◆ GIVEN EXERCISE: Your task is to repeat the entries word for word while leaving out the pictures.

◆ ITEMS:
---

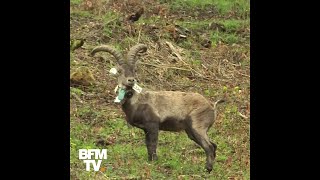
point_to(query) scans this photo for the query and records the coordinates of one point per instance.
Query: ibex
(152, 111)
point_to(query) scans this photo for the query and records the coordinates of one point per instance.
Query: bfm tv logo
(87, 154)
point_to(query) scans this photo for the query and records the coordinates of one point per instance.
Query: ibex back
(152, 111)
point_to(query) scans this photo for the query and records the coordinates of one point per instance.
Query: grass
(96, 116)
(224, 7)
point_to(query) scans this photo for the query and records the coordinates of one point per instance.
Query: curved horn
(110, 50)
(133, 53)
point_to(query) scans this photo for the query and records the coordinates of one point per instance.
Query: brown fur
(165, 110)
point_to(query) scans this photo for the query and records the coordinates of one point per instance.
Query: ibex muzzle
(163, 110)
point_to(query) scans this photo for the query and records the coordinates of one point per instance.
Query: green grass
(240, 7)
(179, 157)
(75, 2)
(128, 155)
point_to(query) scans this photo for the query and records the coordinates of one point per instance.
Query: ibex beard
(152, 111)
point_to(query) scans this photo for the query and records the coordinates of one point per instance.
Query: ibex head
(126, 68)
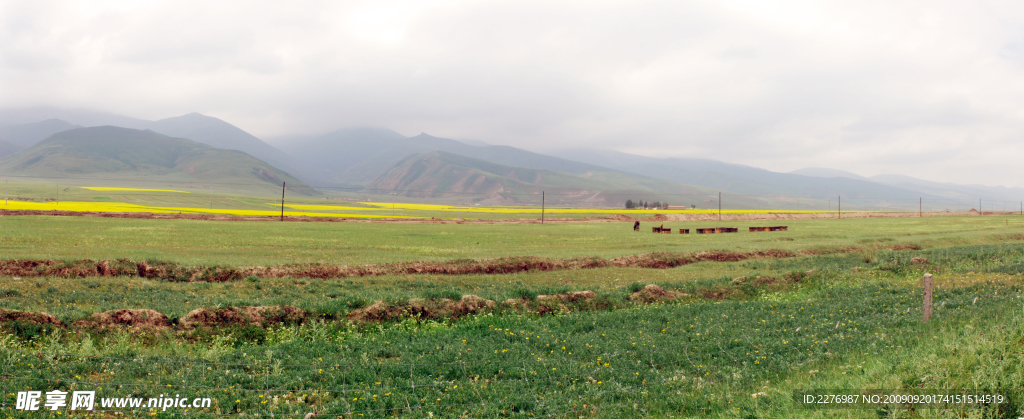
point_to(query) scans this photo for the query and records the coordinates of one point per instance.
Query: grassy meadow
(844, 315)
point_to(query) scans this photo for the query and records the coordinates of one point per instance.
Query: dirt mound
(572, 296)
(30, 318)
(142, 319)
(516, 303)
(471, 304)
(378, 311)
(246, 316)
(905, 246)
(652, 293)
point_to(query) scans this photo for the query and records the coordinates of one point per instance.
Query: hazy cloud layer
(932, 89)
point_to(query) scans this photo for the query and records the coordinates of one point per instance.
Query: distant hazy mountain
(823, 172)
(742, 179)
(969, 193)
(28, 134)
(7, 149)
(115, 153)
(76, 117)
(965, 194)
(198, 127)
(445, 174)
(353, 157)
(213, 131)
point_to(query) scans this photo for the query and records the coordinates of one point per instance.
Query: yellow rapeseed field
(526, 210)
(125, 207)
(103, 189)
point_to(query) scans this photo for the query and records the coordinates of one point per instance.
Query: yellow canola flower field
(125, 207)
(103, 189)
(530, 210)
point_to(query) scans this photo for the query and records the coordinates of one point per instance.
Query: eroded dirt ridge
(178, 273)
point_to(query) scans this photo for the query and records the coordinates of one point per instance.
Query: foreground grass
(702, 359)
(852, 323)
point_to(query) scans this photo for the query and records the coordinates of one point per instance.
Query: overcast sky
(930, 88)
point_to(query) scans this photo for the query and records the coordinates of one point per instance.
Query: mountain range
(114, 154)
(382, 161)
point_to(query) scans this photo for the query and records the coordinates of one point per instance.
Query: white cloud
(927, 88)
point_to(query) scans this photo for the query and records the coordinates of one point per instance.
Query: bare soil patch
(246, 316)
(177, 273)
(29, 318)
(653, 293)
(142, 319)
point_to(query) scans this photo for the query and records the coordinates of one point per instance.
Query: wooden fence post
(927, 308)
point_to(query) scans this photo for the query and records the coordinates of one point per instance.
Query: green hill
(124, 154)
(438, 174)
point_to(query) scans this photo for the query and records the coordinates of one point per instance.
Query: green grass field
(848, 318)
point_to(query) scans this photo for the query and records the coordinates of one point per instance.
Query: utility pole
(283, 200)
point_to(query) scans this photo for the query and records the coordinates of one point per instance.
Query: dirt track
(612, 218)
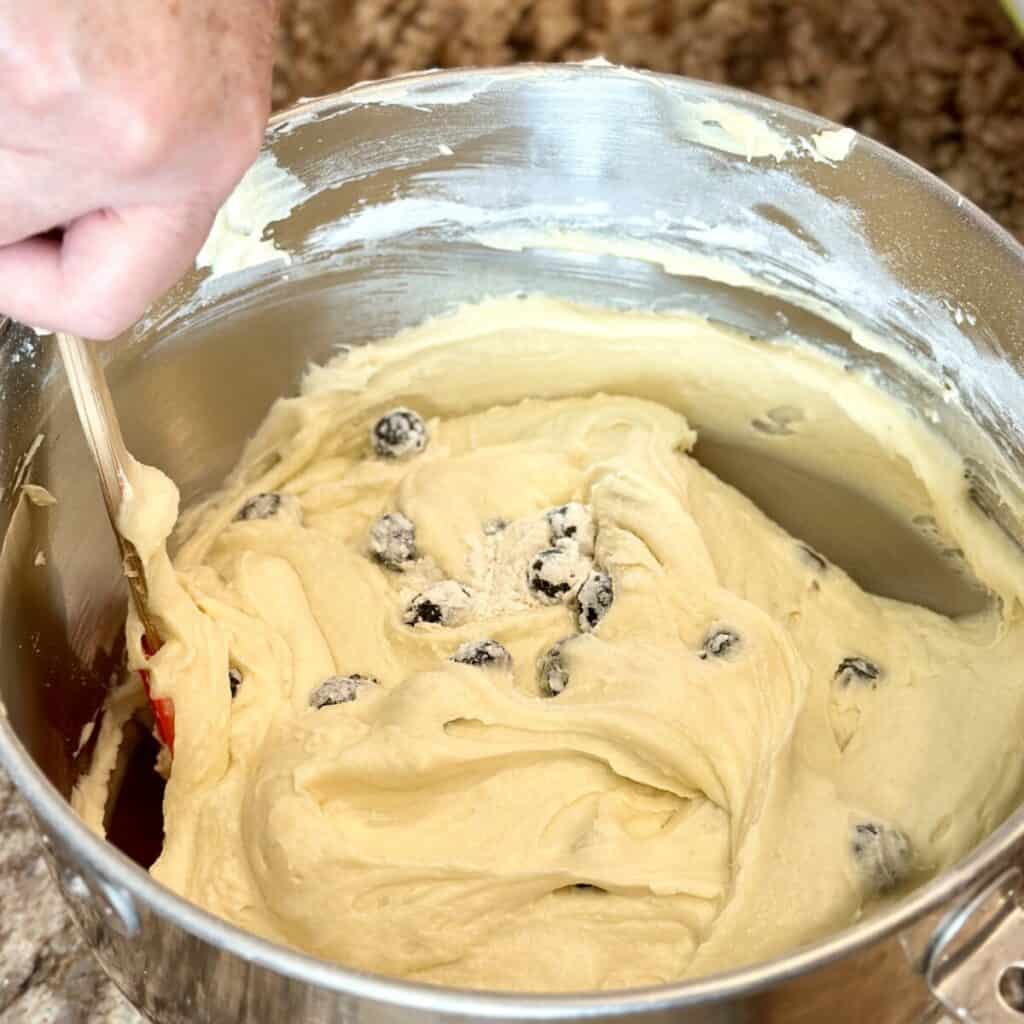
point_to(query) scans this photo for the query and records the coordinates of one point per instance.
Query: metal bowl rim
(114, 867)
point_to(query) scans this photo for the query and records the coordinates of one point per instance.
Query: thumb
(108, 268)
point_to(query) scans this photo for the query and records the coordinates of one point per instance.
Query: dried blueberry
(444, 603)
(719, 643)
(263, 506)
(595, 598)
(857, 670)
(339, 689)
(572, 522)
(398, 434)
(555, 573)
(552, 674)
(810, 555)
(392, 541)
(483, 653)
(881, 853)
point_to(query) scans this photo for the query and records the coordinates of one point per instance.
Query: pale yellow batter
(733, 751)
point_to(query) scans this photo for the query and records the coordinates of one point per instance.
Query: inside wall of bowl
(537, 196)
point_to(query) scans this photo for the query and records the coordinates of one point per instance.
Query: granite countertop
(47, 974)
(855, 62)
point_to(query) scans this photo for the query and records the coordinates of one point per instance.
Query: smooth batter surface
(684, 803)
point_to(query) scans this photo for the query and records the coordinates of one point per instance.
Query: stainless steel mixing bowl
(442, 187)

---

◆ WRITTEN REPLY:
point_to(query) scans this photo for the query and records the coordinates of one point per instance.
Query: ibex
(152, 111)
point_to(query) scans this photo for the query and records the coordinates of one point per instance.
Query: bfm tv logo
(87, 154)
point_to(query) scans this photo for the query and records the coordinates of one point per instance.
Query: ibex back
(152, 111)
point_to(query) scans this photo for the query and records the coordinates of one point per instance.
Query: grass
(96, 116)
(224, 7)
point_to(query) scans this photo for the query and records the coordinates of one point per instance.
Query: curved horn
(110, 50)
(133, 53)
point_to(query) scans this photo for the query and records the coordinates of one point per instance.
Query: brown fur
(165, 110)
point_to(query) scans this photo for the query and records the coordinates of one point per instance.
Query: ibex muzzle
(163, 110)
point_to(query) scans this photo for the query and records the coordinates of one point per instance.
Query: green grass
(240, 7)
(179, 157)
(75, 2)
(128, 155)
point_to(query) scans this photo for the query and records the coordinates of one point per instance.
Query: ibex beard
(152, 111)
point_to(query) scans this photo for the query and records the coordinates of one point per instance.
Query: ibex head
(126, 68)
point_to(query) scans this photo for the query and records the coordinates of one point per instance.
Query: grassy meadow
(844, 315)
point_to(query) scans this photo for the query and records the coordinates of one point per instance.
Query: dirt mound
(572, 296)
(30, 318)
(142, 319)
(516, 303)
(471, 304)
(378, 311)
(246, 316)
(905, 246)
(652, 293)
point_to(query) scans this photo for the query and records the coordinates of one point per instance.
Query: hazy cloud layer
(932, 89)
point_to(query) scans this photo for the query and records the coordinates of one point per instance.
Query: distant hazy mountain
(823, 172)
(742, 179)
(969, 193)
(28, 134)
(7, 149)
(115, 153)
(76, 117)
(965, 194)
(198, 127)
(445, 174)
(353, 157)
(213, 131)
point_to(query) scans this photo for the query and records the coordinates of one point per instance.
Query: yellow rapeseed field
(526, 210)
(125, 207)
(103, 189)
point_to(query) scans this photo for the query and records the coordinates of one point per instance.
Query: yellow canola flower field
(125, 207)
(103, 189)
(530, 210)
point_to(query) scans this photo for the query and records the coordinates of one point per instance.
Query: eroded dirt ridge
(178, 273)
point_to(query) scans this photo for the query and records the coordinates of one point per instance.
Query: foreground grass
(702, 359)
(852, 323)
point_to(query) scans this photo for the query and records the coordinates of one point per instance.
Query: overcast sky
(930, 88)
point_to(query) scans this photo for the query and records the coordinates of one point per instance.
Query: mountain range
(114, 154)
(382, 161)
point_to(query) scans this photo for the query and records the coordinates of one point per instance.
Query: white cloud
(927, 88)
point_to(query) scans this photo for the query and records the coordinates of one point per instance.
Query: bare soil patch
(246, 316)
(177, 273)
(29, 318)
(653, 293)
(142, 319)
point_to(query) scans this photo for the query and records the coordinates of one point per instance.
Query: wooden fence post
(927, 308)
point_to(query) scans this photo for the query and records the coordinates of one point per instance.
Query: green hill
(124, 154)
(438, 174)
point_to(query) scans this photo for the query and records the coordinates of one point per instance.
Query: green grass field
(848, 318)
point_to(query) scans this photo for the query and records the coordinates of one point per instance.
Query: utility pole
(283, 200)
point_to(query) scans this photo for the query and records the coordinates of one point per instance.
Query: dirt track
(612, 218)
point_to(query) scans this photo for the query and records the coordinates of one point per instance.
Query: metal bowl rim
(114, 867)
point_to(query) scans this photo for the query and records the coordinates of one point per instance.
Query: thumb
(108, 268)
point_to(query) scans this photo for the query and records the coordinates of one point per instance.
Query: dried blueberry
(444, 603)
(719, 643)
(263, 506)
(595, 598)
(857, 670)
(339, 689)
(572, 522)
(398, 434)
(555, 573)
(552, 674)
(810, 555)
(392, 541)
(483, 653)
(881, 853)
point_to(query) scans this photo for the query and records the coordinates of one point per instance.
Query: pale yellow batter
(733, 751)
point_to(query) scans this photo for the query and records the coordinates of one point per instance.
Query: inside wall of bowl
(537, 196)
point_to(query) scans this photo for the query and records the coordinates of one point per instance.
Query: granite countertop
(47, 974)
(855, 62)
point_to(query) scans this photo for the query and records the coordinates of one point per instance.
Query: smooth batter surface
(684, 803)
point_to(query) scans this photo for the query and records the coordinates of one point per instance.
Query: stainless steel mixing bowl
(442, 187)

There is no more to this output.